> **TEXT SEGMENT**
>>>>>

Single by Room 2012

from the album Elevator
- Released: 14 December 2007
- Length: 3:57
- Label: Starwatch; Warner;
- Songwriters: Andrew Tierney; Michael Tierney; Vince DeGiorgio;
- Producers: Hallgeir Rustan; Ronny Svendsen;

Room 2012 singles chronology
|  | "Haunted" (2007) | "Naughty But Nice" (2008) |

= Haunted (Human Nature song) =

"Haunted" is a song originally recorded by the Australian pop vocal group Human Nature for their 2004 album Walk the Tightrope. In 2007, the song was covered by the German pop quartet Room 2012 and released as the first single from their debut album, Elevator (2007). The Room 2012 version charted at number 10 in Germany, number 21 in Austria and number 23 in Switzerland.

<<<<<

> **WHAT IS ASKED**
a) Repeat a part of the article on the song "Haunted" word for word, from "Room 2012 singles" to "23 in Switzerland.".
b) Write what comes next in the article on the song "Haunted", picking up after its last sentence.

> **DATASET EXTRACT**
>>>>>

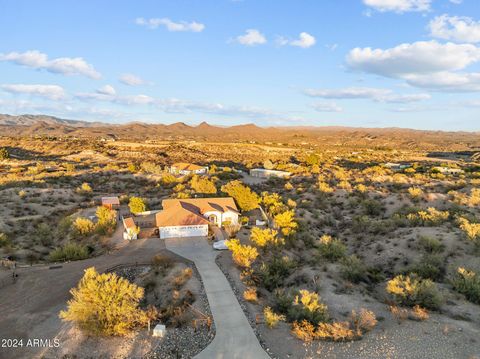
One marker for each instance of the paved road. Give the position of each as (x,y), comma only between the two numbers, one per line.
(234,337)
(29,308)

<<<<<

> **ANSWERS FOR THE EXERCISE**
a)
Room 2012 singles chronology
|  | "Haunted" (2007) | "Naughty But Nice" (2008) |

= Haunted (Human Nature song) =

"Haunted" is a song originally recorded by the Australian pop vocal group Human Nature for their 2004 album Walk the Tightrope. In 2007, the song was covered by the German pop quartet Room 2012 and released as the first single from their debut album, Elevator (2007). The Room 2012 version charted at number 10 in Germany, number 21 in Austria and number 23 in Switzerland.

b)
==Track listings==

CD single (2-track)
| No. | Title | Writer(s) | Producer(s) | Length |
|---|---|---|---|---|
| 1. | "Haunted" (radio edit) | Andrew Tierney; Michael Tierney; Vince DeGiorgio; | Hallgeir Rustan; Ronny Svendsen; | 3:57 |
| 2. | "First Thing" (radio edit) | Geoffrey Williams; Marc Zibung; Adrian Zagoritis; | Rustan; Svendsen; | 3:37 |

==Charts==

Chart performance for "Haunted"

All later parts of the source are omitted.